**Task prompt**
The listing that follows must be retyped exactly, without its pictures.

**Source data**
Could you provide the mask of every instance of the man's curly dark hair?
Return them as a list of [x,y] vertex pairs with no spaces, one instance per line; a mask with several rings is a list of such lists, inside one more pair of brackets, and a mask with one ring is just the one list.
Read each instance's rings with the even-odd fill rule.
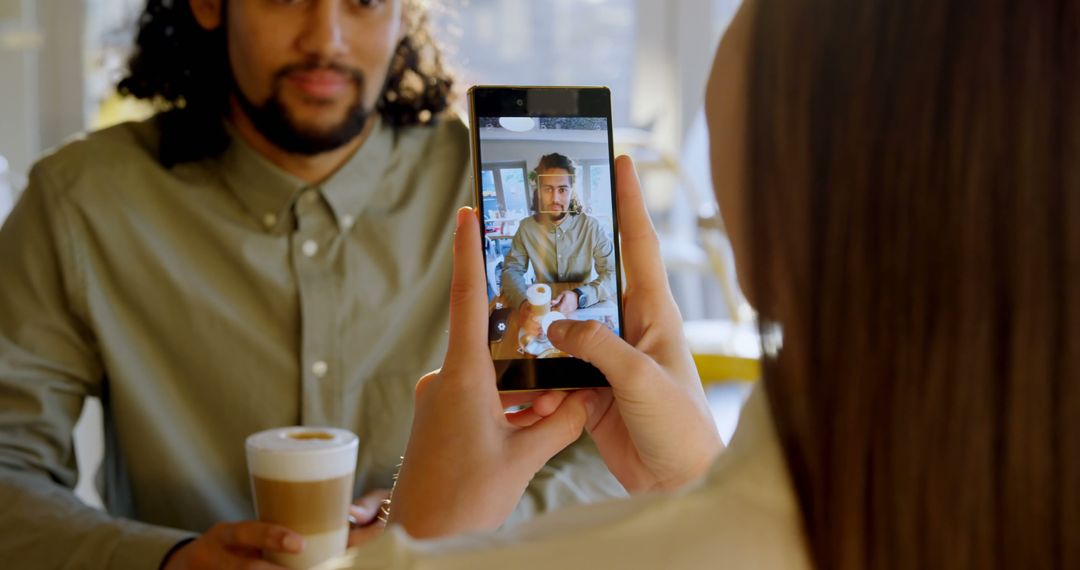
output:
[[[424,0],[404,2],[407,34],[376,110],[393,126],[429,124],[450,106],[454,78],[431,33]],[[225,26],[203,29],[188,0],[147,0],[138,24],[136,51],[117,90],[162,111],[162,163],[172,167],[220,154],[228,145],[222,119],[232,81]]]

**Task result**
Could you provide the mask of every instance of the man's curly dark hair?
Return them as a list of [x,y] vertex pairs with no spaces, one instance per line; a mask with several rings is a list of such lists, inside one more pair of brackets, and a mask with one ring is just the one list.
Read each instance's rings with the even-odd fill rule.
output:
[[[424,0],[404,2],[407,34],[376,110],[393,126],[429,124],[450,106],[454,78],[431,33]],[[225,26],[203,29],[188,0],[147,0],[138,24],[136,51],[117,90],[162,111],[162,163],[172,167],[220,154],[228,145],[222,119],[232,81]]]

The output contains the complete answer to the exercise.